PROVIDED TEXT:
I really appreciate seeing what things jumped out at my dad and must have informed the things he was struggling with in his art and in his life. The things he pointed to for himself also have meaning for me. I continue to find my way and look for ways to make this world a better place. I believe that somehow, my dad, gone now for nearly 8 years, is inextricably intwined in everything I do.

Recently, there is some movement afoot in the realm of Georg’s art. Potential buyers are stepping up. It is exciting and a bit nerve-wracking at the same time. On one hand, I know Georg’s art speaks for itself. On the other hand, I hope to be a good agent, a good advocate for his name. In the end, everything will happen just the way it needs to. The message I am getting from Georg and Nikos today is that there will always be an abundance of radishes and I will know my right road when I see it. And in the end, we all become butterflies.

Happy Birthday, Georg!

I miss you, still.

Seven Years

How can it be seven years since Georg left? But here it is. I remember that week of his death like it was yesterday. He died very late in the evening of September 26, 2013 at Memorial Hospital in Shebogyan. He had been disintegrating physically for about a week or so prior. He could no longer swallow water without choking, his bones were crumbling and coming unhinged inside his body. Pain was everywhere.

I remember that my friend Brenda suggested to me that instead of saying to him, “Hang on, Dad, we’ll get through this,” I might consider telling him, “It’s okay, Dad, you can let go.” So I did. Later that night, he died. I hate the thought that mom and I had left him in his hospital bed, looking a little bit more cheerful since the doctor had come in at 8:30 and asked us all if Georg wanted to sign a “do not resuscitate order,” just in case. He smiled and nodded yes. So, he signed. Now he had double permission. Mine and the medical profession’s. He was free to go. Mom and I were happy to see him smile, so we went and got root beer floats in his honor. A few hours later, the nurse called me. Root beer floats have never been the same.

I’ve been thinking about Georg a lot lately, especially while I’m driving. It’s as though he often joins me in the car. I wonder why that is. He is suddenly there with me and I just start crying because I miss him. I want him to really be there with me. And he always says, I am really here. In fact, he is saying it right now as I type.

HOW TO COMPLETE THIS TASK: Carry the remembrance of Georg forward from its last sentence, keeping the same first-person voice.

DATASET EXTRACT:
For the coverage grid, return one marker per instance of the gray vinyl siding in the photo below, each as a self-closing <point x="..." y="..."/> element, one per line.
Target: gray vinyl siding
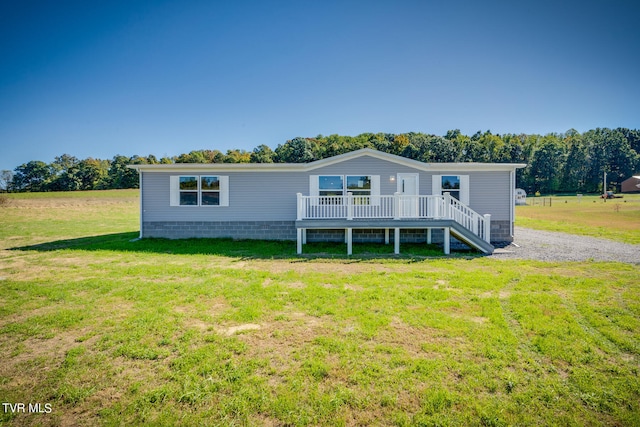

OUTPUT BELOW:
I was down at the lake at sunrise the other morning, and I wrote a poem in his honor. On the occasion of the seventh anniversary of his death, I will share it here.

Memory of My Father at the Lake

We were nearing the end of you
You knew it, I knew it
but it was not something
we talked about.

We came down to this very shore
with sandwiches and a couple beers.
Looking out at the lake,
you said, Let’s make one more road trip.

Knowing this would never happen,
I said, Yes! Let’s do it!

Now it is sunrise and you,
seven years gone.
The lake calls me to remember,
gently undulates on and on.

An immense liquid mirror of the sky,
delivering a bridge to the sun,
reflecting you and me
and all of creation
in the wave of its hand.

No words can even begin to sum up all that Georg was to me, all the doors that he opened through his art. I introduced Dad to my therapist, Dan, that summer when Death was lurking. Dad was languishing at Morningside Rehab Center and we met in the drab little common room with the couches and the big color TV. Months and months later, after Georg was long gone, Dan told me that it had seemed to him that summer that Georg’s spirit was already gone. That was in May of 2013. Dan also said that Georg had a strong connection to other realms and you could see them peeking through his art. His paintings were glimpses into other dimensions of light, sound, and vibration. Yup. I believe it.

When he left this plane of existence, Georg knew full well where he was going.